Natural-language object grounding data
——————
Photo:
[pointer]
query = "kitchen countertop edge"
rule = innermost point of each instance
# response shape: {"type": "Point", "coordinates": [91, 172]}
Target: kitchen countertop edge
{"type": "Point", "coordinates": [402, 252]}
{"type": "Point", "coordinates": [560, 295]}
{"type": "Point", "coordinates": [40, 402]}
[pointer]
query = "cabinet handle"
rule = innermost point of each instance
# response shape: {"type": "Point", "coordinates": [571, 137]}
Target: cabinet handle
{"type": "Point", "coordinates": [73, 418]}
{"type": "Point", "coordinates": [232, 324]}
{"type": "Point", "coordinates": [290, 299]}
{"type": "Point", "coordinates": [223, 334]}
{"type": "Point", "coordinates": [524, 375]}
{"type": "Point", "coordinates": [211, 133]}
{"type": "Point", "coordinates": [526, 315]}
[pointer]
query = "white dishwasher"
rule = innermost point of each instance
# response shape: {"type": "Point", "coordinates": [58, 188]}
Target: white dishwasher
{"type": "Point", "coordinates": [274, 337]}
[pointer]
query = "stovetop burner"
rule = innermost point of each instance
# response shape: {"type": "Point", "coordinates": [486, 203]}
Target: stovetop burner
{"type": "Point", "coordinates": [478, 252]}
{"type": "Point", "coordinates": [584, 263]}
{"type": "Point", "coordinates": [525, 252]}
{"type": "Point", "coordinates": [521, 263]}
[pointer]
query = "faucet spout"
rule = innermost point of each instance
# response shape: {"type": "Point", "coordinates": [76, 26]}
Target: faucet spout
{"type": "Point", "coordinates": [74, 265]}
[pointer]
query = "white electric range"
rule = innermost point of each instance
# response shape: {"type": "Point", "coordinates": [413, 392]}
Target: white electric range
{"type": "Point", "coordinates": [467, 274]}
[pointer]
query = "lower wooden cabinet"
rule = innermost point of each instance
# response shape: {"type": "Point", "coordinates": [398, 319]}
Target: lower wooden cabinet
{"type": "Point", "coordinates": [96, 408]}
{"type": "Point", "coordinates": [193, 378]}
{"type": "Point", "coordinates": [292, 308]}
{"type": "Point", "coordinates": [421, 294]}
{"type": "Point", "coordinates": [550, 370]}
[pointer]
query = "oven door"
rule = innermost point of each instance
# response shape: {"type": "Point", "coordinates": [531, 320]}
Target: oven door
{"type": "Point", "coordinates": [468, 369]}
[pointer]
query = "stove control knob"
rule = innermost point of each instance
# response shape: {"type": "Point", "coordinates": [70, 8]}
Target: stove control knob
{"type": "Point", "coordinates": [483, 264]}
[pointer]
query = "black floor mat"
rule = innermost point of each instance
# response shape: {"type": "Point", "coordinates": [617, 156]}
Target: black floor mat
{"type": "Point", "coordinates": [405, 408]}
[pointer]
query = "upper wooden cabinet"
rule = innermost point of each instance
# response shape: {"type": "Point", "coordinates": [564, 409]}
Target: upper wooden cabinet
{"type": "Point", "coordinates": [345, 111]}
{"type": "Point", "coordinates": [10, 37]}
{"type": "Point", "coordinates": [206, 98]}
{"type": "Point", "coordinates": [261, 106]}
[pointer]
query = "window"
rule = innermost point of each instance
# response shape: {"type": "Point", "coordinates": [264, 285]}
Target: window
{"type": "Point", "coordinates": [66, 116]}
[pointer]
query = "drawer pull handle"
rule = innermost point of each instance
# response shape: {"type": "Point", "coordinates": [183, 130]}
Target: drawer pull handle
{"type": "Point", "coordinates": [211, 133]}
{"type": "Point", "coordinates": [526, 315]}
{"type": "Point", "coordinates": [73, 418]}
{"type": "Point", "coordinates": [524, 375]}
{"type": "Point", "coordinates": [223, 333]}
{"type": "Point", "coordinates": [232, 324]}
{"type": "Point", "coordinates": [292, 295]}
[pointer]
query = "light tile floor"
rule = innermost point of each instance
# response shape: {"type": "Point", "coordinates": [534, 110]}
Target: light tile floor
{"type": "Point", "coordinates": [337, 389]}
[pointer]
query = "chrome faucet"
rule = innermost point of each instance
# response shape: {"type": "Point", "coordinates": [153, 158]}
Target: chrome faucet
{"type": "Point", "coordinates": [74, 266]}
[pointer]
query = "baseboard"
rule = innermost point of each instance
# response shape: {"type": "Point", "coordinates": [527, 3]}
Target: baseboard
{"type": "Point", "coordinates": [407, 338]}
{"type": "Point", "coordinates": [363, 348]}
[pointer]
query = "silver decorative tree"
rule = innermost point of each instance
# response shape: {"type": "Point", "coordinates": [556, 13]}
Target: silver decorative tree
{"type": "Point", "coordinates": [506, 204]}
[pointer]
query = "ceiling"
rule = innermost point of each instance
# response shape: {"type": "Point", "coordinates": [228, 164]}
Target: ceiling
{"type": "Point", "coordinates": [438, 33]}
——————
§ WHAT THE EXERCISE ASKS
Set down each entry above again exactly as it reads.

§ ANSWER AREA
Photo:
[pointer]
query = "kitchen countertop edge"
rule = innermost point of each instance
# response shape: {"type": "Point", "coordinates": [91, 172]}
Target: kitchen countertop edge
{"type": "Point", "coordinates": [402, 252]}
{"type": "Point", "coordinates": [560, 295]}
{"type": "Point", "coordinates": [40, 402]}
[pointer]
query = "cabinet handle"
rule = innermost point of each instance
# response shape: {"type": "Point", "coordinates": [571, 137]}
Target: cabinet handle
{"type": "Point", "coordinates": [73, 418]}
{"type": "Point", "coordinates": [232, 324]}
{"type": "Point", "coordinates": [290, 299]}
{"type": "Point", "coordinates": [223, 334]}
{"type": "Point", "coordinates": [524, 375]}
{"type": "Point", "coordinates": [211, 133]}
{"type": "Point", "coordinates": [526, 315]}
[pointer]
query = "white dishwasher"
rule = innermost point of each instance
# response shape: {"type": "Point", "coordinates": [58, 188]}
Target: white dishwasher
{"type": "Point", "coordinates": [274, 337]}
[pointer]
query = "stovetop burner"
rule = innermost point of each instance
# response shape: {"type": "Point", "coordinates": [486, 203]}
Target: stovetop burner
{"type": "Point", "coordinates": [478, 252]}
{"type": "Point", "coordinates": [584, 263]}
{"type": "Point", "coordinates": [525, 252]}
{"type": "Point", "coordinates": [521, 263]}
[pointer]
query = "faucet spout"
rule = innermost point of each instance
# response shape: {"type": "Point", "coordinates": [76, 26]}
Target: faucet spout
{"type": "Point", "coordinates": [74, 265]}
[pointer]
query = "white electric range"
rule = innermost point of each instance
# response shape: {"type": "Point", "coordinates": [413, 392]}
Target: white electric range
{"type": "Point", "coordinates": [467, 274]}
[pointer]
query = "lower wooden cabinet"
rule = innermost point of each instance
# response shape: {"type": "Point", "coordinates": [398, 319]}
Target: lower wooden cabinet
{"type": "Point", "coordinates": [96, 408]}
{"type": "Point", "coordinates": [193, 378]}
{"type": "Point", "coordinates": [292, 308]}
{"type": "Point", "coordinates": [421, 294]}
{"type": "Point", "coordinates": [550, 370]}
[pointer]
query = "oven door"
rule = innermost point of each instance
# response shape: {"type": "Point", "coordinates": [531, 320]}
Target: oven door
{"type": "Point", "coordinates": [468, 369]}
[pointer]
query = "stove control knob"
rule = innermost point of each instance
# response shape: {"type": "Point", "coordinates": [70, 8]}
Target: stove control knob
{"type": "Point", "coordinates": [483, 264]}
[pointer]
query = "black floor mat"
rule = innermost point of each instance
# response shape: {"type": "Point", "coordinates": [617, 156]}
Target: black floor mat
{"type": "Point", "coordinates": [405, 408]}
[pointer]
query = "upper wooden cabinet"
rule = innermost point of each instance
# response shape: {"type": "Point", "coordinates": [564, 409]}
Target: upper wooden cabinet
{"type": "Point", "coordinates": [345, 111]}
{"type": "Point", "coordinates": [10, 37]}
{"type": "Point", "coordinates": [206, 98]}
{"type": "Point", "coordinates": [261, 106]}
[pointer]
query = "window"
rule = innermost point of each instance
# response shape: {"type": "Point", "coordinates": [264, 285]}
Target: window
{"type": "Point", "coordinates": [66, 116]}
[pointer]
query = "drawer pull handle"
rule = innermost point of each instance
# response shape: {"type": "Point", "coordinates": [183, 130]}
Target: drawer pull handle
{"type": "Point", "coordinates": [211, 133]}
{"type": "Point", "coordinates": [526, 315]}
{"type": "Point", "coordinates": [73, 418]}
{"type": "Point", "coordinates": [524, 375]}
{"type": "Point", "coordinates": [223, 333]}
{"type": "Point", "coordinates": [232, 324]}
{"type": "Point", "coordinates": [292, 295]}
[pointer]
query = "light tile floor"
rule = innermost point of each instance
# response shape: {"type": "Point", "coordinates": [534, 110]}
Target: light tile floor
{"type": "Point", "coordinates": [337, 389]}
[pointer]
query = "chrome faucet"
rule = innermost point of each instance
# response shape: {"type": "Point", "coordinates": [153, 158]}
Target: chrome faucet
{"type": "Point", "coordinates": [74, 266]}
[pointer]
query = "baseboard"
rule = innermost point of each instance
# response shape: {"type": "Point", "coordinates": [527, 3]}
Target: baseboard
{"type": "Point", "coordinates": [407, 338]}
{"type": "Point", "coordinates": [363, 348]}
[pointer]
query = "silver decorative tree"
rule = innermost point of each instance
# response shape: {"type": "Point", "coordinates": [556, 13]}
Target: silver decorative tree
{"type": "Point", "coordinates": [506, 204]}
[pointer]
query = "ceiling"
rule = innermost point of each instance
# response shape: {"type": "Point", "coordinates": [228, 164]}
Target: ceiling
{"type": "Point", "coordinates": [438, 33]}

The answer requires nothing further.